> Kutipan Teks
───
Awal Juni 2003, dalam
perjalanan pulang dengan bus jurusan Jakarta-Singaraja, saya mendengar
percakapan antara supir bus dengan kondekturnya. Sang supir bercerita tentang
hidupnya di masa lalu yang beberapa kali kawin-cerai. Ketika menyenangi seorang
wanita, dia tidak peduli dengan istrinya. Diceraikannya istrinya agar bisa
menikah dengan wanita idaman baru. Di saat-saat seperti itu dia juga tidak peduli
dengan anak-anaknya. Semua diserahkan ke istri lamanya dengan pikiran toh dia
akan punya anak lagi dari istri baru. Demikian seterusnya, kawin cerai beberapa
kali.
Suatu ketika sang
supir teringat pada anak-anaknya yang ditinggalkan bersama mantan
istri-istrinya. Dia merindukan mereka dan bertanya-tanya, seberapa besar
anak-anaknya sekarang, dimana mereka sekolah, bagaimana kehidupan mereka.
Kerinduan itu semakin membesar dan ia tergerak untuk menemui anak-anaknya. Dia
bercerita tentang sikap mantan istri-istri dan anak-anaknya. Ada mantan istri
yang mengijinkannya menemui anak-anaknya ada yang melarang. Ada anak yang mau
menemuinya, ada yang menolak bertemu dengan penuh kemarahan. Ada yang bisa
ditemui langsung, ada yang ditemui dengan sembunyi-sembunyi karena dilarang
mantan istri atau suami baru mantan istrinya. Dia sedih karena ada anaknya yang
sama sekali tak mau menemuinya, yang menyimpan dendam karena telah diabaikan.
Di akhir cerita, si
supir bus berpesan pada sang kondektur, “Kalau kamu tertarik pada wanita lain
dan ada keinginan untuk selingkuh, jangan mengingat istrimu karena kamu pasti
akan melihat wanita baru itu lebih baik dari istrimu, tapi ingatlah
anak-anakmu. Dengan mengingat anak-anakmu kamu tak akan berpikir meninggalkan
mereka!” Bagi saya, ini adalah pesan berharga yang akan saya simpan dalam
sanubari.
Kisah menarik lain
saya dengar dari seorang pria berusia sekitar 80 tahun di Kota Tanjung, Ibu
Kota Kabupaten Lombok Utara, Nusa Tenggara Barat. Saya lupa nama pria itu, saya
sebut saja “bapak”. Saat itu kami sedang berkumpul dan mengobrol sambil
menunggu saatnya latihan meditasi. Di sela obrolan ada seorang teman yang
menanyakan kabar kesehatan istri si bapak. Beliau kemudian berceritera bahwa
istrinya sudah lama tak bisa bangkit dari tempat tidur. Segalanya dilakukan di
tempat tidur. Dialah yang melayani istrinya karena anak-anaknya sudah tinggal
terpisah di rumah masing-masing bersama keluarga mereka. Bangun pagi si bapak
memasak, kemudian mencuci dan menjemur pakaian, menyapu rumah dan halaman, dan
sebagainya. Termasuk membersihkan istrinya.
───
> Yang Diperlukan
Tuliskan lanjutan cerita tentang supir bus dan bapak di Kota Tanjung itu, dimulai tepat sesudah kalimat terakhirnya.

> Catatan yang dikutip dari sebuah kumpulan
───
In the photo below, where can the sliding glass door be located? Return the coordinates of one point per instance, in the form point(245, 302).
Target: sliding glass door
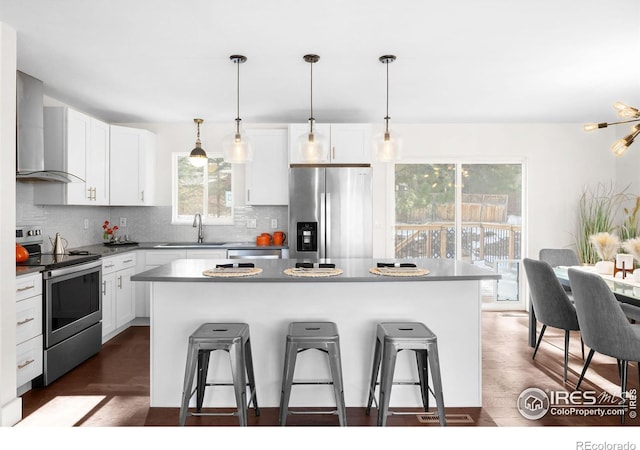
point(465, 211)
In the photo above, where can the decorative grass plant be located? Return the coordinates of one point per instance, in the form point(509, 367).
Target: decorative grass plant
point(597, 210)
point(605, 244)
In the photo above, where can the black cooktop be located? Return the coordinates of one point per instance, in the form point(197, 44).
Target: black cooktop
point(50, 261)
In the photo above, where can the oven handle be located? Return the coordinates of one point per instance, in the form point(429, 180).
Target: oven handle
point(47, 274)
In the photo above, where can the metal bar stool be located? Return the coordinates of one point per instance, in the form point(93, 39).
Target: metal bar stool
point(392, 338)
point(321, 336)
point(233, 338)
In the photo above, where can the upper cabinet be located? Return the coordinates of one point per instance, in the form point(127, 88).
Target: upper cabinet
point(267, 176)
point(77, 144)
point(132, 172)
point(348, 143)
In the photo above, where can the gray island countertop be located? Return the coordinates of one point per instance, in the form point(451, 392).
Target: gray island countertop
point(354, 270)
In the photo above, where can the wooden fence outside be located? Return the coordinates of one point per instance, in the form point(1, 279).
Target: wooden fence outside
point(481, 241)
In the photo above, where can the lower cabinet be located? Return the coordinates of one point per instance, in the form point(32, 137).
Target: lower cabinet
point(29, 357)
point(118, 303)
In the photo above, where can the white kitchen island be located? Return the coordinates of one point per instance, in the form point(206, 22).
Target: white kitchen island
point(447, 300)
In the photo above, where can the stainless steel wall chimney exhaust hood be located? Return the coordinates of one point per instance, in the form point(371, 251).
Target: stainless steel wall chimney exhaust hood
point(30, 133)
───
> Jawaban Tugas
Si bapak berkata, “Saya
menikahinya saat ia berusia 20 tahun. Artinya, ia bersama orang tuanya hanya
sampai 20 tahun dan selebihnya istri saya itu hidup bersama saya. Dia telah
melayani saya, memberi kebahagiaan dan kepuasan pada saya. Kini saatnya bagi
saya untuk melayaninya.” Bagi saya, ini pesan yang sangat menyentuh. Tak akan
pernah saya lupakan.
Perkawinan bukanlah
pengesahan hubungan sexual, tetapi sebuah kegiatan suci sepasang manusia. Tuhan
telah menetapkan aturan-aturan suci untuk hubungan suami istri dengan segala kewajibannya.
Dalam Catur Āśrama, kehidupan suami istri disebut sebagai gṛhastha.
Bagi yang mengingikan kehidupan keluarganya senantiasa di jalan rohani maka tak
cukup hanya sekedar menjadi gṛhastha, tetapi menjadikan kehidupan rumah
tangganya sebagai Sat Gṛhastha. Kata sat berarti utama dan Sat
Gṛhastha berarti menjadikan kehidupan berumah tangga sebagai keluarga yang
mulia, yang selalu berada di jalan Dharma.
Kehidupan Sat Gṛhastha
hendaknya dimulai dari sejak awal pemilihan pasangan hidup. Hendaknya kedua
pasangan memang saling mencintai dan saling menerima. Selanjutnya mereka harus
menjaga pergaulannya tetap di jalan Dharma. Keterikatan atas nama cinta sering
kali membuat kita “gelap mata”, tak melihat kebenaran. Maharsi Canakya
mengajarkan : na ca paśyanti janmāndhāḥ
kāmāndho naiva paśyati, madonmattā na paśyanti arthī doṣaṁ na paśyati (orang
yang lahir buta tidak bisa melihat apa-apa, orang yang dibutakan oleh pengaruh
hawa nafsu kelamin tidak bisa melihat kesucian, orang yang dalam keadaan mabuk
tidak bisa melihat siapa-siapa dan tidak bisa melihat kesucian, orang-orang
yang loba pada harta juga tidak bisa melihat dosa; Canakya Niti Sastra,
VI, 8).
Dalam perkawinan
hendaknya tak hanya hubungan kedua mempelai, tetapi juga kedua keluarga.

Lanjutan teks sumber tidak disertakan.